§ **Source text**:
□ □ □ □ □

5 things to know today: Minn. Schools, Race relations, Rebuilding Elim, NDSU diversity, Chief Todd
1. Moorhead to make final decision on fall school learning model Aug. 18
Moorhead Area Public Schools will decide by mid-August on whether to go back to in-person classroom learning.
A timeline was released by the district on Thursday, July 30, calling for input sessions with employees on Aug. 5 and parents on Aug. 10 before the school board makes the final decision Aug. 18.
Schools in Minnesota are set to open after Labor Day on Sept. 8.
Brenda Richman, executive director of community engagement for the district, said the Moorhead administrative team had already been vetting many options and scenarios this summer to bring staff and students back to school safely this fall before Gov. Tim Walz and his staff released statewide guidelines on Thursday afternoon.
The state plan leaves decisions on the type of learning models up to the state's 336 districts based on localized, science-based, data-driven information, using as the guiding force the number of active COVID-19 cases in their counties.
2. F-M metro race relations group in formative stage as Fargo OKs panel
A group to be called "WeAreOne" took a step forward this week when the Fargo City Commission voted 3-2 to sign an agreement to form the panel that would work on race relations in the Fargo Moorhead metropolitan area.
It would be managed through the Fargo Human Relations Commission and could possibly also involve West Fargo and Moorhead, though neither city's leaders have taken the issue up yet at their meetings.
WeAreOne would meet regularly to discuss issues including community policing, safety, inclusion, communication and economic opportunities.
Fargo Mayor Tim Mahoney said the organization's goal is to have "open dialogue and build trust" between the communities of color and the cities.
The mayor said he didn't know the makeup of the group yet but it would likely include representatives of the human relations commission, city planners, community police officers and a new city community outreach official that is in the proposed budget for the coming year.

□ □ □ □ □

§ **Information**:

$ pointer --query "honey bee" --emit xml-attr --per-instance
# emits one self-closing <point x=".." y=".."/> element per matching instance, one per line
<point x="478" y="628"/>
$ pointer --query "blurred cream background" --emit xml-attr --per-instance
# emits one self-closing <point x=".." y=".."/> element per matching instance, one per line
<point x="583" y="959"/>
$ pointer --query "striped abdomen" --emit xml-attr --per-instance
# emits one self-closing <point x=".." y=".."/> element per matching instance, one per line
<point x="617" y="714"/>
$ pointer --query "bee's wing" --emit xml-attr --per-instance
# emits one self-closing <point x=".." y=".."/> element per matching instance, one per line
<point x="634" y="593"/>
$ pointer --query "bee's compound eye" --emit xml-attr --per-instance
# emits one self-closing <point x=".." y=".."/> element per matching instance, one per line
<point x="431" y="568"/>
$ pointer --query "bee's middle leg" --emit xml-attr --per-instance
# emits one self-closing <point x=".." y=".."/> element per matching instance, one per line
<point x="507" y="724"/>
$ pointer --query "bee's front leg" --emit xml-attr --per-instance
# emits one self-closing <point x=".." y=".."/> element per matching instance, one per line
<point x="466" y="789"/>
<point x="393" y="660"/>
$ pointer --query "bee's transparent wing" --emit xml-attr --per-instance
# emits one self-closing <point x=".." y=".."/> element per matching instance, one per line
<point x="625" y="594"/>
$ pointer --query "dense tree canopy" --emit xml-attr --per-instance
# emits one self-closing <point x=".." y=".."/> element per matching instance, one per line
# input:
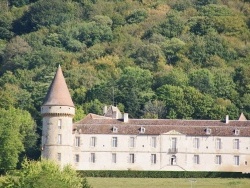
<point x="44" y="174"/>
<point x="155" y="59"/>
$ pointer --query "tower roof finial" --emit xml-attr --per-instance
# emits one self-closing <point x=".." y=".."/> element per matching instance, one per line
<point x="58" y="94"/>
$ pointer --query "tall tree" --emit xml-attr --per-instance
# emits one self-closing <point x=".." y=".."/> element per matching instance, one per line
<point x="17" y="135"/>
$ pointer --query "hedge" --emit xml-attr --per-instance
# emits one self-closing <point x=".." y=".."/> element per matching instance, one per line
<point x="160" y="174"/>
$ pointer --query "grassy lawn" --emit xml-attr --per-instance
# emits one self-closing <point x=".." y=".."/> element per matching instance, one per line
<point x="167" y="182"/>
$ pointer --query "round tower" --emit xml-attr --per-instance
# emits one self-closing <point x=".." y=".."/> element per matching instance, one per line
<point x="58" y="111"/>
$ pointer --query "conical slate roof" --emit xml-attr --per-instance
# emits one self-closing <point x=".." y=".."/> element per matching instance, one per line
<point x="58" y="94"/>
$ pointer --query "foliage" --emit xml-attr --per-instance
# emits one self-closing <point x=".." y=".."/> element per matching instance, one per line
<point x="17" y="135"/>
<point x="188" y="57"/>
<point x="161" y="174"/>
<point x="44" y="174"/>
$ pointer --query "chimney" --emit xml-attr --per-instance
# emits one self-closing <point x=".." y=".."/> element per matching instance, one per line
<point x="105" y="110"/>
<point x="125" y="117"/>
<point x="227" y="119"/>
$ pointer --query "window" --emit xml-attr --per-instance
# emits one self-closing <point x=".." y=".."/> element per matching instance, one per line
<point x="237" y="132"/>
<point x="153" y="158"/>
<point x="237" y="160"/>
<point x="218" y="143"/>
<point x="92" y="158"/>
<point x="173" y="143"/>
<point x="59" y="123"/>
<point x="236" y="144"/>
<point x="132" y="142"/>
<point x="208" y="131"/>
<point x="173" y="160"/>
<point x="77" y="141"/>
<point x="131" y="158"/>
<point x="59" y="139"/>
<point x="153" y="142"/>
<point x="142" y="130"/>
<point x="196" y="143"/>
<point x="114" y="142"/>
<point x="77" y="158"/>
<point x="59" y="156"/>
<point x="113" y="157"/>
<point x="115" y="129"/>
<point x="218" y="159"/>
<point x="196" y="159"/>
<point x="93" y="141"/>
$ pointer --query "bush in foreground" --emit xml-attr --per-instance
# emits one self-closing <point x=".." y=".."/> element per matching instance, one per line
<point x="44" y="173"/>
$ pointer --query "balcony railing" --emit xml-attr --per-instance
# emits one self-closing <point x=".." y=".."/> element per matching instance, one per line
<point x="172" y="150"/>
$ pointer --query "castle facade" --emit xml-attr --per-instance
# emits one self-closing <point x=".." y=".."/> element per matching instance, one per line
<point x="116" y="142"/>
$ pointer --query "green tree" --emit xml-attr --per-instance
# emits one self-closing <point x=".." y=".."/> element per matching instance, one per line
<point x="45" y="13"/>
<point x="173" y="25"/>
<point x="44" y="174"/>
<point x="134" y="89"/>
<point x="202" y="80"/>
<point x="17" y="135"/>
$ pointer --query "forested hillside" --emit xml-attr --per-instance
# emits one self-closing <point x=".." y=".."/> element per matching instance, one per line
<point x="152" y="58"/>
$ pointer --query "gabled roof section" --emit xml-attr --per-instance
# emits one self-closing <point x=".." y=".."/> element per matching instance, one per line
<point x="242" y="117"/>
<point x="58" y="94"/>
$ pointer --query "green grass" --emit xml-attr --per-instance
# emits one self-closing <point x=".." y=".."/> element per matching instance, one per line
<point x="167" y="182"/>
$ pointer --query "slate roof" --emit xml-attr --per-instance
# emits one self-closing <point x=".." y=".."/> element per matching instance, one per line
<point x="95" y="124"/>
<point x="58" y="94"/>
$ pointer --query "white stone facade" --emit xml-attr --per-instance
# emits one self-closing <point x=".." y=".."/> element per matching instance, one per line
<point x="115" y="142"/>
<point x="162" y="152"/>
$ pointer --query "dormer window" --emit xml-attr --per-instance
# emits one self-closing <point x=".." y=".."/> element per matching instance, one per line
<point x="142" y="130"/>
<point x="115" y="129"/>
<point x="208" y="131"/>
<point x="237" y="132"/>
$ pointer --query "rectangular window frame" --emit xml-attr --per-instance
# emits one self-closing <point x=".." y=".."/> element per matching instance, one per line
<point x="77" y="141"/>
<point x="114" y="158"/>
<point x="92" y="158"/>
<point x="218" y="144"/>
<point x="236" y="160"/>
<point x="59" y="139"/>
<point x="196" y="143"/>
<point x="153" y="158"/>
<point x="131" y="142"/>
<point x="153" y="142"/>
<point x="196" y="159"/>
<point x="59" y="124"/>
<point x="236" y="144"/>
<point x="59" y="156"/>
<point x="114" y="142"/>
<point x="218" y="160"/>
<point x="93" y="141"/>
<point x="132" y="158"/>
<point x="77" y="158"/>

□ □ □ □ □

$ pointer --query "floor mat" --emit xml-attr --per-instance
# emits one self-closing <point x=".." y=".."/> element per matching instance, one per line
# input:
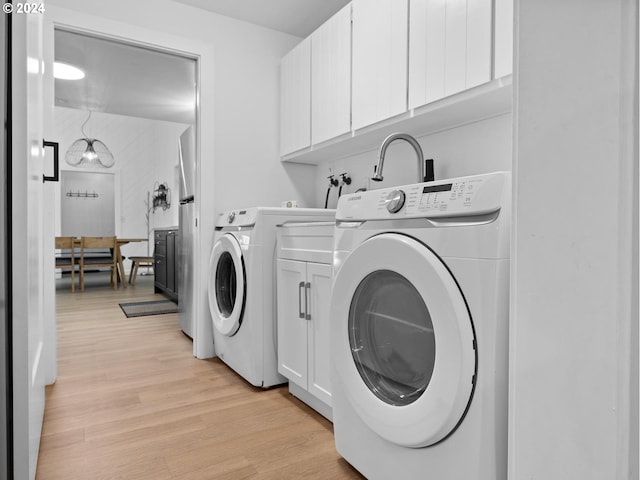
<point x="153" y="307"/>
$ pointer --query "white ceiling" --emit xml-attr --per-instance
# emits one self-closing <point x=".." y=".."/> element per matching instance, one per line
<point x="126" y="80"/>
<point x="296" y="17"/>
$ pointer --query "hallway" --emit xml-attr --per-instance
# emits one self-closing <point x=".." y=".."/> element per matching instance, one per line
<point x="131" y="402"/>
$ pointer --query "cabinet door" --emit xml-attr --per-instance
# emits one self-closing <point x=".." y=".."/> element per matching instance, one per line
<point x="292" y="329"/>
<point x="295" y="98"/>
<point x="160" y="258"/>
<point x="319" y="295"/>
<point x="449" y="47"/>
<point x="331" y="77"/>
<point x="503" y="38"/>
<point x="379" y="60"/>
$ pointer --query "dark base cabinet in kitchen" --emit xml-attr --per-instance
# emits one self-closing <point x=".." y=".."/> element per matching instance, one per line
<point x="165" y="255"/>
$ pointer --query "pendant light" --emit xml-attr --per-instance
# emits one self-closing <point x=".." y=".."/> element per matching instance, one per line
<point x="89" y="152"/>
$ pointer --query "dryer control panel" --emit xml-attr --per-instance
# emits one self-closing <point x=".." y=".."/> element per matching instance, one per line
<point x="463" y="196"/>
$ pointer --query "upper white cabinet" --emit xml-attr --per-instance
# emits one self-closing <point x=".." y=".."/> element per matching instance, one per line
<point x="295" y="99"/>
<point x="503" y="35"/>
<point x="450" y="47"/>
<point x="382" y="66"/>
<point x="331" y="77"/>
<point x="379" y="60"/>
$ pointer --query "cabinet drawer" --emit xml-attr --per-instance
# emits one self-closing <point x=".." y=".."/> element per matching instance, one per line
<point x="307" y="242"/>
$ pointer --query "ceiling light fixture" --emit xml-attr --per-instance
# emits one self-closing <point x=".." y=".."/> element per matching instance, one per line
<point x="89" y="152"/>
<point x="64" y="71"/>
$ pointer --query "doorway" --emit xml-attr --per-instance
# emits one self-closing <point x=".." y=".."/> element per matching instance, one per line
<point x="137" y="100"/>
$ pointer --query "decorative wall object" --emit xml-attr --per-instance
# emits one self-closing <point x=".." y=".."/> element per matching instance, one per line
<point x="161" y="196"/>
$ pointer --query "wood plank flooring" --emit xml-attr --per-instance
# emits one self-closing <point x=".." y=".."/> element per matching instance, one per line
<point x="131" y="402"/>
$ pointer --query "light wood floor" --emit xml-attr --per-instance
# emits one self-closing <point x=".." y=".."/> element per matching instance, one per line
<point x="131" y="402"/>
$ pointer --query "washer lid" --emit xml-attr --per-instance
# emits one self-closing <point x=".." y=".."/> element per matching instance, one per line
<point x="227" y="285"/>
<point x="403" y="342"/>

□ □ □ □ □

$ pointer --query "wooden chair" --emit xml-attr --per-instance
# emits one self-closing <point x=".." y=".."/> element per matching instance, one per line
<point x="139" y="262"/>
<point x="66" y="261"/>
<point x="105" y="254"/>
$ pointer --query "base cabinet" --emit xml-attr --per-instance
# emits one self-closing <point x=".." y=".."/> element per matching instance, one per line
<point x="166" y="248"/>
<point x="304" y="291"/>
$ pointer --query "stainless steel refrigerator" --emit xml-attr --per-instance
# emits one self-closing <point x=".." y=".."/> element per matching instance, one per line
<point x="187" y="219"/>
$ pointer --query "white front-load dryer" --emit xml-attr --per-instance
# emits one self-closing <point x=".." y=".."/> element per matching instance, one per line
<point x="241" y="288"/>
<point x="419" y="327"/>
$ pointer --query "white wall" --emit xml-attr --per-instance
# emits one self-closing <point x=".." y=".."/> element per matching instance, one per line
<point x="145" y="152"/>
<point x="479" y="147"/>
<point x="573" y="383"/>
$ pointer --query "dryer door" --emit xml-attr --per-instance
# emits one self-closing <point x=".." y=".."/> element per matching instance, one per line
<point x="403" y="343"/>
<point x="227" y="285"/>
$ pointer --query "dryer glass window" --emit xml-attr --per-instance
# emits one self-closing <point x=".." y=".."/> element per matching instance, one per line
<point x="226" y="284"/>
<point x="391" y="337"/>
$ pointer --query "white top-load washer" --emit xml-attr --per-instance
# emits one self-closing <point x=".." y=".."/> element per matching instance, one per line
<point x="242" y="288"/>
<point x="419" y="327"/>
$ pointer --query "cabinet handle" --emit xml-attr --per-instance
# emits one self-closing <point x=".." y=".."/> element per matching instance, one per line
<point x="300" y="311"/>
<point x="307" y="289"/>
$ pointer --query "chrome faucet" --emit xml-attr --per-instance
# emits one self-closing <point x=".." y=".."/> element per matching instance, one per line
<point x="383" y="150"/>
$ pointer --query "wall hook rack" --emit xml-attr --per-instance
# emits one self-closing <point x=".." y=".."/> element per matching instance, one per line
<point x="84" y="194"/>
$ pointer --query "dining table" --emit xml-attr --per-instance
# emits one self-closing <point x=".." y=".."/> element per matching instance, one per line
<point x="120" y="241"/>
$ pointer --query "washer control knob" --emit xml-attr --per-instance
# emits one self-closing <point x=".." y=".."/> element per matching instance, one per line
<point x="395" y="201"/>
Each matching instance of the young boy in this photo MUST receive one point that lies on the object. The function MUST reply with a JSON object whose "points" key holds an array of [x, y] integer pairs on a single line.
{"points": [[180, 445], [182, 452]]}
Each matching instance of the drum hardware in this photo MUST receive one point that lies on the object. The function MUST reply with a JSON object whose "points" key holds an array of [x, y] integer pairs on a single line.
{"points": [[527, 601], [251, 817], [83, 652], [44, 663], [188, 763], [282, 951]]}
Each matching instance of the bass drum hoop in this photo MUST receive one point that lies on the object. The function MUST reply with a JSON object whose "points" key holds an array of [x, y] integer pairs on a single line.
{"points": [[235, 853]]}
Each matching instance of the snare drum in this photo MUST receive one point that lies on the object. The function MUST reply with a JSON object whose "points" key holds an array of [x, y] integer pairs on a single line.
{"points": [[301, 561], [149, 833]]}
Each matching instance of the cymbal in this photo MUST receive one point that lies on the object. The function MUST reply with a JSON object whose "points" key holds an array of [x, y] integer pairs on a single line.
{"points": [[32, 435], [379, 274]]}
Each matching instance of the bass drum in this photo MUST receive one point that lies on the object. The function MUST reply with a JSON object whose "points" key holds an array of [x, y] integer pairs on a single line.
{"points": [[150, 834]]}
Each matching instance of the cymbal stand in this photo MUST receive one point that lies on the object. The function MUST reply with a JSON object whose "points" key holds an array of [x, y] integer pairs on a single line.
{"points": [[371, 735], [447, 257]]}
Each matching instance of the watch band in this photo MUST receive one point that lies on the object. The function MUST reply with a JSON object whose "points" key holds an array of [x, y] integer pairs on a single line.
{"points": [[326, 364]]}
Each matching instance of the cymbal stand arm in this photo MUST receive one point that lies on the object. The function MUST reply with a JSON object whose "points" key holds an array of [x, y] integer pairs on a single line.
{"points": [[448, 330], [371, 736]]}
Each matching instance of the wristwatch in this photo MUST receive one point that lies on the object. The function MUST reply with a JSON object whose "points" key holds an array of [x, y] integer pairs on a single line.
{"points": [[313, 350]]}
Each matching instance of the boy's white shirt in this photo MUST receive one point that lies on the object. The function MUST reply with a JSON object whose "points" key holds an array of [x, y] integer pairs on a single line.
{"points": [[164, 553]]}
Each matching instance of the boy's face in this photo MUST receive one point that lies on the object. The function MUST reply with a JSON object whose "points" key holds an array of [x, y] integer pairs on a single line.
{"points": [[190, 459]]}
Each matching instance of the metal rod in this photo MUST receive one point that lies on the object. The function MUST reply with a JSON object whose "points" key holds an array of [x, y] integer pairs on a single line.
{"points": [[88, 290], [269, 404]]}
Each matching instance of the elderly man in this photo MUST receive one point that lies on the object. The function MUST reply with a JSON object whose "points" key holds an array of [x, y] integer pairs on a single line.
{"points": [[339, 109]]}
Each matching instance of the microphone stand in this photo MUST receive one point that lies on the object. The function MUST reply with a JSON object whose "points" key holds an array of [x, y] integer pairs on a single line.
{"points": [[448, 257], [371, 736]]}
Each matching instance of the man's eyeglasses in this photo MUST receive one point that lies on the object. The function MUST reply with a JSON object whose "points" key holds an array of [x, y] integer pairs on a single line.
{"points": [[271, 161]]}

□ □ □ □ □

§ **Exercises**:
a) Reproduce the news roundup from "5 things to" up to and including "decision Aug. 18.".
b) Decide whether each statement agrees with the news roundup, answering yes or no and quoting the words that settle it: (i) The Fargo City Commission approved the WeAreOne agreement unanimously. (ii) Schools in Minnesota are set to open on Sept. 8. (iii) The Moorhead district's input session for parents comes before the one for employees.

§ **Completed exercise**:
a)
5 things to know today: Minn. Schools, Race relations, Rebuilding Elim, NDSU diversity, Chief Todd
1. Moorhead to make final decision on fall school learning model Aug. 18
Moorhead Area Public Schools will decide by mid-August on whether to go back to in-person classroom learning.
A timeline was released by the district on Thursday, July 30, calling for input sessions with employees on Aug. 5 and parents on Aug. 10 before the school board makes the final decision Aug. 18.

b)
(i) No: "voted 3-2 to sign an agreement to form the panel"
(ii) Yes: "Schools in Minnesota are set to open after Labor Day on Sept. 8."
(iii) No: "input sessions with employees on Aug. 5 and parents on Aug. 10"